Rewrite all of the records below, putting "Object" wherever "Target" occurs and keeping everything else unchanged.

☆ ☆ ☆ ☆ ☆

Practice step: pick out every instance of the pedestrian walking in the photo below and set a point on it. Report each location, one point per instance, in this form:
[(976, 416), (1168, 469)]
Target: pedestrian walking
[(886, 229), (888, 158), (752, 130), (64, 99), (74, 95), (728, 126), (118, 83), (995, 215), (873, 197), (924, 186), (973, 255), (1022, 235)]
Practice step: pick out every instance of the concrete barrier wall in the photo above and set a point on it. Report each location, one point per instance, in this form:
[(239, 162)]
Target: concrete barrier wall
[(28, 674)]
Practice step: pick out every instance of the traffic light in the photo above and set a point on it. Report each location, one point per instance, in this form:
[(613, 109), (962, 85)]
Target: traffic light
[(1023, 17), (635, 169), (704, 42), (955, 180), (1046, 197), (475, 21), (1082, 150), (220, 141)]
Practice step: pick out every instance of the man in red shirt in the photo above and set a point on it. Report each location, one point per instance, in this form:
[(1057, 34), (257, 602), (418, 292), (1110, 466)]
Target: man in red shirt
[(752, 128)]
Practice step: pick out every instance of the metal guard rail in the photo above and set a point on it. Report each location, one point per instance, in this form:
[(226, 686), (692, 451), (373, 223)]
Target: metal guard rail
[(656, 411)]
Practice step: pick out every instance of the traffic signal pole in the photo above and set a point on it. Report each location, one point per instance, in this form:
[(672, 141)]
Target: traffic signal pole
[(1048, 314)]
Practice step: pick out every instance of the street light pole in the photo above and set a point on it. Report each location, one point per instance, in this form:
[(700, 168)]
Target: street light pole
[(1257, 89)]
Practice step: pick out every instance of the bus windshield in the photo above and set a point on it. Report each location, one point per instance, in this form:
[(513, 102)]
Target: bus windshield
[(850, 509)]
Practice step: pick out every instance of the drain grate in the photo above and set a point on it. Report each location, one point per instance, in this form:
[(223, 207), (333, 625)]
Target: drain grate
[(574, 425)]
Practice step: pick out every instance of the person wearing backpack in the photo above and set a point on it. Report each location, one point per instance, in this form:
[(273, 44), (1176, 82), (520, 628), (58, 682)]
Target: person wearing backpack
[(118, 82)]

☆ ☆ ☆ ☆ ☆

> **Response**:
Practice step: pick out every instance of the pedestrian walking in the photo below and set a point on it. Report each location, one point per instance, in this form:
[(976, 416), (1168, 469)]
Object: pedestrian walking
[(886, 229), (888, 158), (752, 130), (64, 99), (74, 95), (728, 126), (118, 83), (995, 215), (873, 197), (924, 186), (973, 255), (1022, 235)]
Practice step: pick out every instance of the concrete barrier wall in the photo above and set a point on it. Report each location, one point per instance, in this form:
[(239, 162)]
Object: concrete barrier wall
[(28, 674)]
Practice step: pick out every instance of the traffic light in the photo above and set a point on it. Report each location, one point per instance, in this form:
[(613, 109), (962, 85)]
Object: traffic light
[(1023, 17), (635, 169), (704, 42), (955, 180), (1046, 197), (475, 21), (1082, 150), (220, 141)]
Practice step: pick out every instance of the man in red shirt in the photo above and set a point on it. Report each location, one point per instance, in this form:
[(1057, 34), (257, 602), (418, 292), (1110, 466)]
Object: man in red shirt
[(752, 128)]
Practice step: pick out every instance of the metal guard rail in the photo above and set a point on it. Report each location, one point per instance, in this form:
[(226, 686), (692, 451), (373, 223)]
Object: metal guard rail
[(656, 411)]
Practice step: pick out every instance of the traffic signal pole in the photo above and set a point on it. Report each location, one point per instance, in this form:
[(672, 141)]
Object: traffic signal pole
[(1048, 314)]
Practice step: pick out every instance of the street light pole in the photo above and set a point on it. Report each location, one point per instance, in this form:
[(700, 168)]
Object: street light pole
[(1257, 89)]
Practice step: pick out every instance of the bus windshield in the photo above and set a point on it. Report each location, one point per instance, in this form:
[(513, 102)]
Object: bus windshield
[(850, 509)]
Practice step: pick out every instance of the drain grate in the photo above and set a point on it. Report each location, one point per instance, in this form:
[(223, 207), (333, 625)]
Object: drain grate
[(574, 425)]
Practice step: pick out every instance of the person wearing backpack in the photo above and set a point on it. Report each location, one point per instance, in this form:
[(273, 44), (1176, 82), (520, 628), (58, 682)]
Object: person wearing backpack
[(118, 82)]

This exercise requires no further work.